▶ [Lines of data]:
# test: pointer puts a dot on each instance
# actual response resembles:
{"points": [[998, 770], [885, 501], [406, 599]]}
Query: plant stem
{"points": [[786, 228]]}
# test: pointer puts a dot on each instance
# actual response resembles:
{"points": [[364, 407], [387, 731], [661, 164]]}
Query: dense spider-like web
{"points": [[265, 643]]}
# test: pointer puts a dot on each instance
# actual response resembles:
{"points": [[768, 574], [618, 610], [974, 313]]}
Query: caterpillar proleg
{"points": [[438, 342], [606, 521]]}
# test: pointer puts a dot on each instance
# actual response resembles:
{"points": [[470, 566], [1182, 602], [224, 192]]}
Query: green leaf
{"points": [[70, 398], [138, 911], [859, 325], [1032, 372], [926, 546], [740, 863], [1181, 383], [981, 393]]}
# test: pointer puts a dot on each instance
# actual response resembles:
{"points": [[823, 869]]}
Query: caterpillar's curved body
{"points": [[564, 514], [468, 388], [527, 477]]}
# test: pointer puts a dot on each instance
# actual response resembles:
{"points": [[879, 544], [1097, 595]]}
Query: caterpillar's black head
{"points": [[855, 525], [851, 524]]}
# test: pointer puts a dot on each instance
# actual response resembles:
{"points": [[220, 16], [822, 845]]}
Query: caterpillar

▶ [OBJECTIVE]: Rewrite every one of the records above so that "actual response" becomes "observed output" wherever it occurs, with nothing else altered.

▶ [TASK RESPONSE]:
# test: pointer puts a dot on each instance
# observed output resembles:
{"points": [[998, 770], [885, 501], [406, 599]]}
Query: plant stem
{"points": [[786, 228]]}
# test: pointer puts a dot on each instance
# observed output resembles:
{"points": [[364, 407], [387, 731], [661, 164]]}
Query: dense spider-like web
{"points": [[265, 643]]}
# test: pointer puts a dot on each instance
# observed output resembles:
{"points": [[768, 574], [618, 610], [974, 313]]}
Query: caterpillar proleg
{"points": [[438, 342], [606, 521]]}
# test: pointer puts a dot on each instance
# observed output resembles:
{"points": [[470, 566], [1182, 602], [224, 192]]}
Query: green leaf
{"points": [[70, 398], [138, 911], [859, 325], [1032, 372], [926, 546], [740, 863], [1181, 383], [981, 393]]}
# test: pointer puts a dot on each instance
# observed output resembles:
{"points": [[823, 869]]}
Query: caterpillar's curved body
{"points": [[564, 514], [468, 388], [527, 477]]}
# test: pointer puts a dot on each instance
# observed output resembles:
{"points": [[879, 544], [1097, 595]]}
Query: caterpillar's black head
{"points": [[855, 525], [851, 524]]}
# test: pointer puts a dot on each instance
# observed output resembles:
{"points": [[220, 16], [822, 845]]}
Query: caterpillar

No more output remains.